··· Task inputs

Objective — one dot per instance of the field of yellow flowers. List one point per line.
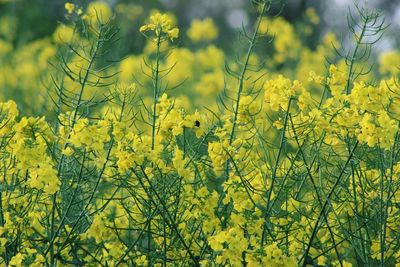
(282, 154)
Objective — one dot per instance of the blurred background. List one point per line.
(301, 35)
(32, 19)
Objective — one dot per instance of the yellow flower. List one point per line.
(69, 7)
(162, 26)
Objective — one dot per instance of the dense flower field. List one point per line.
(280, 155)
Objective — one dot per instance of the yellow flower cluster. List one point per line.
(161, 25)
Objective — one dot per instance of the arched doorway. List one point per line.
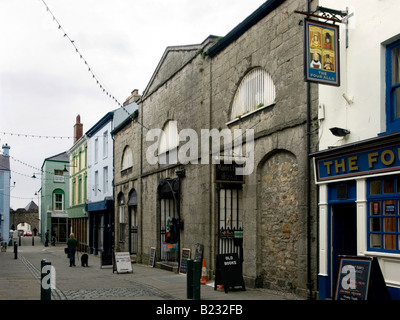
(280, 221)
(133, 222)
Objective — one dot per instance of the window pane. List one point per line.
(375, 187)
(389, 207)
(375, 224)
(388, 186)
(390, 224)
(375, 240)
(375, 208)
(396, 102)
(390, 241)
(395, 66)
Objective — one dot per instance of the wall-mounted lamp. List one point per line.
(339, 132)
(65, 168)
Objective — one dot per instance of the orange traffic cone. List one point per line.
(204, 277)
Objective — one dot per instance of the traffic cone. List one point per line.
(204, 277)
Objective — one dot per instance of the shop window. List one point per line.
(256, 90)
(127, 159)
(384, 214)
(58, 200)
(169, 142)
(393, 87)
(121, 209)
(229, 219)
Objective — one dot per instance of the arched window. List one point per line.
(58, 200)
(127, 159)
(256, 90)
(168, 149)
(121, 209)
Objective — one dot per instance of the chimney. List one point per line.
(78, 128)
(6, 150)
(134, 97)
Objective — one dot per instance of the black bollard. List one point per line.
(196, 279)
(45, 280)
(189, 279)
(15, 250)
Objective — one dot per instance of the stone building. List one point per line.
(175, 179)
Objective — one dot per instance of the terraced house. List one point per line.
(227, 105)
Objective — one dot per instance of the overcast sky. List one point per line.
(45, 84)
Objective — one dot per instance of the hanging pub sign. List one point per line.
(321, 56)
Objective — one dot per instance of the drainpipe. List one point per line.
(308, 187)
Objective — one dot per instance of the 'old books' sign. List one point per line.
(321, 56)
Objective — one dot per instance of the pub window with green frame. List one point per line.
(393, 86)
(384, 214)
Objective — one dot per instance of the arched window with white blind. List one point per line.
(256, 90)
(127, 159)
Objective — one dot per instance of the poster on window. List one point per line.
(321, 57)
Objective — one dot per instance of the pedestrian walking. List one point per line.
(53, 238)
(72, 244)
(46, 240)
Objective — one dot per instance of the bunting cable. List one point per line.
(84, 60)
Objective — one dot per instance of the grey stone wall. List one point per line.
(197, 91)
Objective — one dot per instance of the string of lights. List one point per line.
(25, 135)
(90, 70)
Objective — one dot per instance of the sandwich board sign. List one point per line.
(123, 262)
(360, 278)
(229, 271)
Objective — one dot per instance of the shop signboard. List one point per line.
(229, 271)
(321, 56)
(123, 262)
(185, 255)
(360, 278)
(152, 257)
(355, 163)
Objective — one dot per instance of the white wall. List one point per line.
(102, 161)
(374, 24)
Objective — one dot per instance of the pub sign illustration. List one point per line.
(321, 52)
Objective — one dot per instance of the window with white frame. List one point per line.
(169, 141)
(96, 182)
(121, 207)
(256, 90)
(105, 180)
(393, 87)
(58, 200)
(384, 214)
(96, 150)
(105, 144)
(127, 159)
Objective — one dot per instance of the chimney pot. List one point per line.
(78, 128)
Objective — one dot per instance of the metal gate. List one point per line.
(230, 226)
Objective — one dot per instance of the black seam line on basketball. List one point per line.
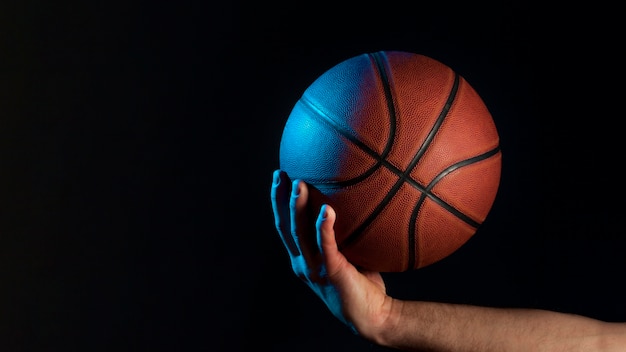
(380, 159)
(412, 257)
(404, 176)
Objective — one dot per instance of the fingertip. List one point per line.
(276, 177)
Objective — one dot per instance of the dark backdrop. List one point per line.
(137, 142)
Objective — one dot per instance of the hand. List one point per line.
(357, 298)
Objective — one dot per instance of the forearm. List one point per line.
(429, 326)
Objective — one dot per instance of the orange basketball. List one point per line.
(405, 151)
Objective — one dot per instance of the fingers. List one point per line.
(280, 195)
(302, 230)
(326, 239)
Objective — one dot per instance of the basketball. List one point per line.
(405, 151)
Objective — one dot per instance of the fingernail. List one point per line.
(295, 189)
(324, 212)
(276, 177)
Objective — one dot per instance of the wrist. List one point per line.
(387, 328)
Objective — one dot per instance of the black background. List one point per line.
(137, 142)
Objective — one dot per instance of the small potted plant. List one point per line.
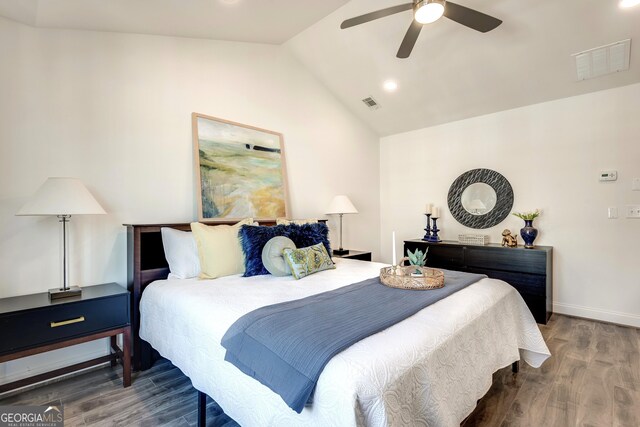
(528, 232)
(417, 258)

······

**Problem statement:**
The records are to be duplicated in full and exactly, with images left out.

**Your solution:**
Objective — one dot per instance of the field of yellow flowers. List one point per line.
(282, 154)
Objective — one dot per instance of the blurred background. List one point per line.
(301, 35)
(32, 19)
Objective — one dot per instance of the yellow flower. List one point per line.
(69, 7)
(162, 26)
Objective — one dot per instance of the dense flower field. List one point per line.
(280, 155)
Objective — one dot per instance of the yellow flower cluster. List one point per line.
(161, 25)
Objective — one dot per instance of the arched doorway. List one point per line.
(280, 221)
(133, 222)
Objective — one dot per instance of the window pane. List one point per line.
(375, 187)
(389, 207)
(375, 224)
(388, 186)
(390, 224)
(375, 240)
(375, 208)
(396, 102)
(390, 241)
(395, 66)
Objective — one dot per instance of the wall-mounted lamp. List one point per line.
(339, 132)
(65, 168)
Objective — one dot per instance of the orange traffic cone. List one point per line.
(204, 277)
Objective — one dot per instance of the traffic cone. List one point per line.
(204, 277)
Objective — one dot per instance of the shop window. List one point per line.
(256, 90)
(127, 159)
(384, 214)
(58, 200)
(169, 142)
(393, 87)
(121, 209)
(229, 219)
Objective — one dot per instance of the arched window. List one point per line.
(58, 200)
(127, 159)
(256, 90)
(168, 149)
(121, 209)
Objective — one dot per instance of the chimney. List one point per line.
(78, 128)
(6, 150)
(134, 97)
Objective — one dot per instance of the black bollard. List one point per line.
(196, 279)
(45, 280)
(189, 279)
(15, 250)
Objective — one dot per instance of the stone building. List one point per line.
(175, 179)
Objective — one dot per instance of the terraced house. List one point per line.
(227, 105)
Objective — one dot per instance of the overcast sky. List one point per line.
(45, 84)
Objective — one dot per instance of the hanging pub sign. List one point per line.
(321, 56)
Objective — one dot per instance of the drainpipe. List one point per line.
(308, 187)
Objective — one dot per instance of the 'old books' sign. List one point per line.
(321, 56)
Objective — one dot per instance of the pub window with green frame. List one point per line.
(393, 86)
(384, 214)
Objective — one dot per instance of the arched window with white blind. List one point per line.
(256, 90)
(127, 159)
Objective — one dot per instance of the poster on window. List one point per line.
(321, 57)
Objective — one dot per instance of the pedestrian walking. List one point per line.
(53, 238)
(72, 244)
(46, 240)
Objective — one dot per instance of the bunting cable. List one point per line.
(84, 60)
Objective — one dot per instance of the grey stone wall. List one point per line.
(197, 91)
Objective — one dot per instance of the string of lights. List one point per line.
(25, 135)
(90, 70)
Objective — one dot per instance of the sandwich board sign. List one point per line.
(123, 262)
(360, 278)
(229, 271)
Objective — one dot per instance of the shop signboard. List one point per line.
(229, 271)
(321, 56)
(123, 262)
(185, 255)
(360, 278)
(152, 257)
(355, 163)
Objective — one dot per instance of the white wall. List one point per line.
(102, 161)
(374, 24)
Objective — one dot per instance of the pub sign illustration. List one point per line.
(321, 52)
Objective — one dot per instance of the window with white frame. List one point per line.
(169, 141)
(96, 182)
(121, 207)
(256, 90)
(105, 180)
(393, 87)
(58, 200)
(384, 214)
(96, 150)
(105, 144)
(127, 159)
Objective — one dot per instance of the chimney pot. List one point per line.
(78, 128)
Objective — one dot per instance of the metal gate. List one point per line.
(230, 226)
Objective — one dot per instance of the black seam line on basketball. List one point per line.
(380, 159)
(412, 257)
(404, 176)
Objective — one dot per instance of the fingertip. List one point per line.
(276, 177)
Objective — one dot per instance of the dark backdrop. List one point per line.
(137, 142)
Objective — one dot per instance of the hand. List one point per line.
(357, 298)
Objective — one dot per instance of the forearm. List one point per line.
(429, 326)
Objective — one dot per instance of the orange basketball. List one point per line.
(405, 151)
Objective — one dot per instance of the fingers. List one point per line.
(280, 195)
(302, 230)
(326, 239)
Objective — one dot per instance of the basketball. List one point per line.
(405, 151)
Objective — one dot per instance of the fingernail. List one point per line.
(295, 189)
(324, 212)
(276, 177)
Objective — one dot per instance of the wrist. List one point per line.
(387, 328)
Objective — one dot per instance of the black background. List one point per line.
(137, 142)
Objective — one dot per instance of the small potted plant. List one point per line.
(528, 232)
(417, 258)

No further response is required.